| What you are asked to do |
Render every line of the material below as a numbered list, leaving out any blank lines.

| Data supplied |
═══
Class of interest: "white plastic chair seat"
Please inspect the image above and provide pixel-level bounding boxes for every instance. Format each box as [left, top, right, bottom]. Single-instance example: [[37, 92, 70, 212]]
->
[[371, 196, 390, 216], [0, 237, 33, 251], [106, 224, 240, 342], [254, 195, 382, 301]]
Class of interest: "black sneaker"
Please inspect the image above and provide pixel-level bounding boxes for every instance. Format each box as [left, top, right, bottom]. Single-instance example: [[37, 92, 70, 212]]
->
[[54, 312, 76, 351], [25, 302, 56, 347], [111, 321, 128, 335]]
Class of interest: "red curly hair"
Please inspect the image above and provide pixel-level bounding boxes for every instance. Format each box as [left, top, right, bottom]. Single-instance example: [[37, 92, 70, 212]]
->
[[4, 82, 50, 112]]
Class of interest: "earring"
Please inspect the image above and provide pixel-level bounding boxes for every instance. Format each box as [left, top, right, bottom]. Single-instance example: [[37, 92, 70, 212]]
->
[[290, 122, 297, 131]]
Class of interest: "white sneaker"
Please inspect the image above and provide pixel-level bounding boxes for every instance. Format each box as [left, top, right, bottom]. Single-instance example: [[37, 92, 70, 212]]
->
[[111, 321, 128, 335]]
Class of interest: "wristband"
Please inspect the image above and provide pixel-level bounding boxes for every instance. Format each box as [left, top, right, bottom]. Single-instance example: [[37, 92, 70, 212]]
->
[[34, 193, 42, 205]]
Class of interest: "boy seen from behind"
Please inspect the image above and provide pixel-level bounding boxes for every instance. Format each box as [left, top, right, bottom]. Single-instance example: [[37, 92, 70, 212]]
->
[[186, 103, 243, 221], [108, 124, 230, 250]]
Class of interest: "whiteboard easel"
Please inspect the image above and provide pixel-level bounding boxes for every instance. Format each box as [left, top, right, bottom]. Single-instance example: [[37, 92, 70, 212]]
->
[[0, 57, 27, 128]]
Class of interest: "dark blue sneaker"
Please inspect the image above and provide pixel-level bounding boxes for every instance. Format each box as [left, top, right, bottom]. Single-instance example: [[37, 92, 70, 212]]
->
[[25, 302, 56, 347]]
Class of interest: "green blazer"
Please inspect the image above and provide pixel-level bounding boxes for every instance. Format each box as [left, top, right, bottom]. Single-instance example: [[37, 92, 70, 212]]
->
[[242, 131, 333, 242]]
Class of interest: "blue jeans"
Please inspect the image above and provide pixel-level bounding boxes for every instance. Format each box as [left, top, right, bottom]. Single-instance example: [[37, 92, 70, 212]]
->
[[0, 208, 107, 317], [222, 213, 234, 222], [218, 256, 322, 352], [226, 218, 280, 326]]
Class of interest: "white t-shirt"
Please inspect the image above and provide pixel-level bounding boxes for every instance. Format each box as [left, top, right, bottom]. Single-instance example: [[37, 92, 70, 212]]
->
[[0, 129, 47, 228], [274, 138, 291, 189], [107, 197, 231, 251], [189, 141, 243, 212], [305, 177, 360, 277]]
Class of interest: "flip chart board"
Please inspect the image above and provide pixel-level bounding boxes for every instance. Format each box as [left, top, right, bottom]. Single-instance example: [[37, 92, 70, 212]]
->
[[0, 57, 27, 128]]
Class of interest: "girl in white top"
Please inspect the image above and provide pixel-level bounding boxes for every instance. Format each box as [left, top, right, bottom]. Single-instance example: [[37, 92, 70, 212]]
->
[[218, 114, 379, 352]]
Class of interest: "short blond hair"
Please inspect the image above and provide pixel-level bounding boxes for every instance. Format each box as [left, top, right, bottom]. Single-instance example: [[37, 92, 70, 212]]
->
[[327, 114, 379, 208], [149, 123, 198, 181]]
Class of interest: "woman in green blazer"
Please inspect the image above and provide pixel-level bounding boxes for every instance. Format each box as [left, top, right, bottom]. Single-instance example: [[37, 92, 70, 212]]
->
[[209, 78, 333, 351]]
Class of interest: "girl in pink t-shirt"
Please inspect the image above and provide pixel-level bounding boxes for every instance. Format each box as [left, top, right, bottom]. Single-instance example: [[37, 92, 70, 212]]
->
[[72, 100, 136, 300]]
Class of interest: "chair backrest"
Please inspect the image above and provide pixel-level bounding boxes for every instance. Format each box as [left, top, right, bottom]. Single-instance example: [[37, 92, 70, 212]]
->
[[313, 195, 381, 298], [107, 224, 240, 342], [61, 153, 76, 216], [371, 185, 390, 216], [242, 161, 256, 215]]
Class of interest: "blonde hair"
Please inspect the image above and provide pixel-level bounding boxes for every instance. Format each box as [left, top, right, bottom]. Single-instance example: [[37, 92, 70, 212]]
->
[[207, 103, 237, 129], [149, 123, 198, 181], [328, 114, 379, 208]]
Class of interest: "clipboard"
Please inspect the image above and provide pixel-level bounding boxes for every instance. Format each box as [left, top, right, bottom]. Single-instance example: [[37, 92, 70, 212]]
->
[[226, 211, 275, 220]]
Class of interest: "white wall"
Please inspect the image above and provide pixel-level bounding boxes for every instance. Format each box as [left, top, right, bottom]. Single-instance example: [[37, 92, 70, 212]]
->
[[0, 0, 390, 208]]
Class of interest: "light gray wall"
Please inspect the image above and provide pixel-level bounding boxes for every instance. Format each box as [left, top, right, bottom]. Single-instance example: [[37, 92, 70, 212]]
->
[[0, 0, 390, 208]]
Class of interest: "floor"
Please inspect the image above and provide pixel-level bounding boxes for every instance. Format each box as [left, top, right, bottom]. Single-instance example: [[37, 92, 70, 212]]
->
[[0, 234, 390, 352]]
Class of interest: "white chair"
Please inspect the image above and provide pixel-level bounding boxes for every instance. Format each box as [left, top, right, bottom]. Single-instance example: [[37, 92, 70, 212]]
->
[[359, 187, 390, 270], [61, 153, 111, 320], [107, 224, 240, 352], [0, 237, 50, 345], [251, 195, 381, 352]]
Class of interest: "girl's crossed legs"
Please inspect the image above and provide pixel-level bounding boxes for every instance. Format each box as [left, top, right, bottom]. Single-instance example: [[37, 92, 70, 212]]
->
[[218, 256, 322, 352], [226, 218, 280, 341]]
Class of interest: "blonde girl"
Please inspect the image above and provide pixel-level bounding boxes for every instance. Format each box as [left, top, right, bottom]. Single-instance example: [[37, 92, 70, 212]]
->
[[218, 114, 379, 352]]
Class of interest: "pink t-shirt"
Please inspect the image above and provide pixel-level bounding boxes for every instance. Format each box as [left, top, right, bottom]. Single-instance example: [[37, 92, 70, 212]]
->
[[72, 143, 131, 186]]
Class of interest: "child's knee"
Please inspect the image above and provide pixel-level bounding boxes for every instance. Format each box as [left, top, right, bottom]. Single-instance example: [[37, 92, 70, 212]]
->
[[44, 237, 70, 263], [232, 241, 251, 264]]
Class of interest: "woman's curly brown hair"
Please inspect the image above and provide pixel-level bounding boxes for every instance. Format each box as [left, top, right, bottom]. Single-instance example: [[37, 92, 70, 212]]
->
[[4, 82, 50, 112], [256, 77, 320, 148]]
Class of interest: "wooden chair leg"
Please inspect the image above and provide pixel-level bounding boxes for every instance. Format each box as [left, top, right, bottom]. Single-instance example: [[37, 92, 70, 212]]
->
═══
| Answer to the exercise |
1. Class of interest: "white plastic chair seat"
2. Please inspect the image above and provide pixel-level bounding boxes for every instance. Format each box as [left, top, right, bottom]. Single-instance example: [[37, 92, 70, 212]]
3. ->
4. [[371, 196, 390, 216], [0, 237, 33, 251], [106, 224, 240, 342], [254, 195, 382, 301]]
5. Class of interest: "black sneaker"
6. Please inspect the image above and provide pixel-level bounding boxes for every instance. Format each box as [left, top, right, bottom]. Single-instance example: [[37, 92, 70, 212]]
7. ->
8. [[54, 312, 76, 351], [25, 302, 56, 347], [111, 321, 128, 335]]
9. Class of interest: "red curly hair"
10. Please inspect the image above and provide pixel-level bounding boxes for every instance. Format each box as [left, top, right, bottom]. Single-instance example: [[37, 92, 70, 212]]
11. ->
12. [[4, 82, 50, 112]]
13. Class of interest: "earring"
14. Please inspect the image above and provide pixel-level bounding boxes for every instance. Format each box as [left, top, right, bottom]. Single-instance example: [[37, 92, 70, 212]]
15. ->
16. [[290, 122, 297, 131]]
17. Class of interest: "white sneaker"
18. Please inspect the image above and provide pixel-level bounding boxes for every instance. Format each box as [left, top, right, bottom]. Single-instance example: [[37, 92, 70, 212]]
19. ->
20. [[111, 321, 128, 335]]
21. Class of interest: "wristband"
22. Please inspect the image above and provide pixel-level bounding boxes for every instance. Format each box as [left, top, right, bottom]. Single-instance example: [[37, 92, 70, 212]]
23. ->
24. [[34, 193, 42, 205]]
25. Class of interest: "boy seen from behind"
26. Please inspect the image above and provide pixel-level bounding boxes for every instance. Format each box as [left, top, right, bottom]. Single-instance example: [[37, 92, 70, 212]]
27. ->
28. [[186, 103, 243, 221], [108, 124, 230, 250]]
29. Class of interest: "whiteboard easel"
30. Please inspect the image above and provide pixel-level bounding boxes for every instance. Format each box as [left, top, right, bottom]. Single-instance example: [[37, 92, 70, 212]]
31. ->
32. [[0, 57, 27, 128]]
33. Class of interest: "dark blue sneaker"
34. Please inspect the image above and provide pixel-level bounding boxes for every instance. Format each box as [left, top, right, bottom]. Single-instance example: [[37, 92, 70, 212]]
35. ->
36. [[25, 302, 56, 347]]
37. Class of interest: "green blazer"
38. Please inspect the image above and provide pixel-level bounding boxes for every instance. Format each box as [left, top, right, bottom]. Single-instance example: [[37, 92, 70, 212]]
39. ->
40. [[242, 131, 333, 242]]
41. Class of interest: "blue jeans"
42. Please inspect the image above and provide pixel-level bounding boxes for every instance. Format each box as [left, top, right, bottom]. Single-instance example: [[37, 92, 70, 212]]
43. ->
44. [[0, 208, 107, 317], [222, 213, 234, 222], [218, 256, 322, 352], [226, 218, 280, 326]]
45. Class of interest: "white t-shirt"
46. Please inspect the image above and provide pixel-level bounding boxes for every instance. Format each box as [left, top, right, bottom]. Single-instance example: [[37, 92, 70, 212]]
47. ->
48. [[0, 129, 47, 228], [274, 138, 291, 189], [107, 197, 231, 251], [189, 141, 243, 212], [305, 177, 360, 277]]
49. Class of interest: "flip chart board"
50. Please inspect the image above and provide pixel-level bounding boxes for every instance. Format each box as [left, top, right, bottom]. Single-instance example: [[37, 92, 70, 212]]
51. ->
52. [[0, 57, 27, 128]]
53. Class of interest: "girl in white top"
54. Please inspect the image above and provide pixel-level bounding boxes for every instance. Format each box as [left, top, right, bottom]. Single-instance example: [[37, 92, 70, 212]]
55. ->
56. [[218, 114, 379, 352]]
57. Class of interest: "short blond hair"
58. Please inspect the image above and provide pixel-level bounding boxes for every instance. Format each box as [left, top, right, bottom]. Single-instance example: [[37, 92, 70, 212]]
59. ->
60. [[327, 114, 379, 208], [149, 123, 198, 181]]
61. Class of interest: "woman in green blazer"
62. Please inspect the image above and provide pixel-level bounding boxes for every instance. Format each box as [left, top, right, bottom]. Single-instance example: [[37, 92, 70, 212]]
63. ->
64. [[209, 78, 333, 351]]
65. Class of interest: "girl in pink t-shirt"
66. Please inspect the image above and provide pixel-level bounding boxes for every instance. Format each box as [left, top, right, bottom]. Single-instance example: [[37, 92, 70, 212]]
67. ->
68. [[72, 100, 136, 300]]
69. Class of interest: "chair backrest"
70. Please inspect the image above and provide pixel-level bounding boxes for every instance. Format each box as [left, top, right, bottom]. Single-instance example: [[37, 92, 70, 212]]
71. ->
72. [[313, 195, 381, 298], [107, 224, 240, 342], [61, 153, 76, 216], [371, 185, 390, 216], [242, 161, 256, 215]]
73. Class of interest: "blonde hair"
74. Please inspect the image above and provide pixel-level bounding boxes for every instance. Format each box as [left, top, right, bottom]. Single-instance example: [[37, 92, 70, 212]]
75. ->
76. [[207, 103, 237, 129], [149, 123, 198, 181], [328, 114, 379, 208]]
77. Class of interest: "clipboard"
78. Please inspect the image above and provide pixel-level bounding boxes for every instance. Format each box as [left, top, right, bottom]. Single-instance example: [[37, 92, 70, 212]]
79. ->
80. [[226, 211, 275, 220]]
81. Class of interest: "white wall"
82. Please inspect the image above and provide pixel-level bounding boxes for every instance. Format each box as [left, top, right, bottom]. Single-instance example: [[37, 92, 70, 212]]
83. ->
84. [[0, 0, 390, 208]]
85. Class of interest: "light gray wall"
86. Please inspect the image above and provide pixel-level bounding boxes for every instance. Format each box as [left, top, right, bottom]. Single-instance example: [[37, 92, 70, 212]]
87. ->
88. [[0, 0, 390, 208]]
89. Class of interest: "floor"
90. Please inspect the image above and provide pixel-level bounding boxes for every instance. Format each box as [left, top, right, bottom]. Single-instance example: [[37, 92, 70, 212]]
91. ->
92. [[0, 234, 390, 352]]
93. Class of interest: "white chair"
94. Please inspect the image above and provide pixel-level bounding boxes for every instance. Format each box as [left, top, right, bottom]. Single-instance example: [[37, 92, 70, 212]]
95. ->
96. [[359, 187, 390, 270], [61, 153, 111, 320], [107, 224, 240, 352], [0, 237, 50, 345], [251, 195, 381, 352]]
97. Class of interest: "girl's crossed legs"
98. Please inspect the image above and provide pixel-level bounding boxes for every instance. Format each box as [left, top, right, bottom]. Single-instance example: [[37, 92, 70, 212]]
99. ->
100. [[218, 256, 322, 352], [226, 218, 280, 341]]
101. Class of interest: "blonde girl"
102. Please inspect the image above and provide pixel-level bounding boxes for every instance. Format each box as [left, top, right, bottom]. Single-instance example: [[37, 92, 70, 212]]
103. ->
104. [[218, 114, 379, 352]]
105. Class of interest: "pink t-shirt"
106. Please inspect the image above and provide pixel-level bounding boxes for every instance. Format each box as [left, top, right, bottom]. Single-instance example: [[37, 92, 70, 212]]
107. ->
108. [[72, 143, 131, 186]]
109. Class of interest: "child's knee"
110. Please inspect the image above and provide pixel-level bounding boxes for every instance. Format each box as [left, top, right, bottom]. Single-instance example: [[37, 92, 70, 212]]
111. ->
112. [[44, 237, 70, 263], [232, 241, 251, 264]]
113. Class of interest: "woman's curly brown hair"
114. Please inspect the image above and provide pixel-level bounding boxes for every instance. Format each box as [left, top, right, bottom]. Single-instance example: [[37, 92, 70, 212]]
115. ->
116. [[4, 82, 50, 112], [256, 77, 320, 148]]
117. Class of interest: "wooden chair leg"
118. Please inspect the image above and provide pixel-level bounding boxes for every instance. Format each box as [left, top, right, bottom]. Single-instance example: [[37, 92, 70, 212]]
119. ->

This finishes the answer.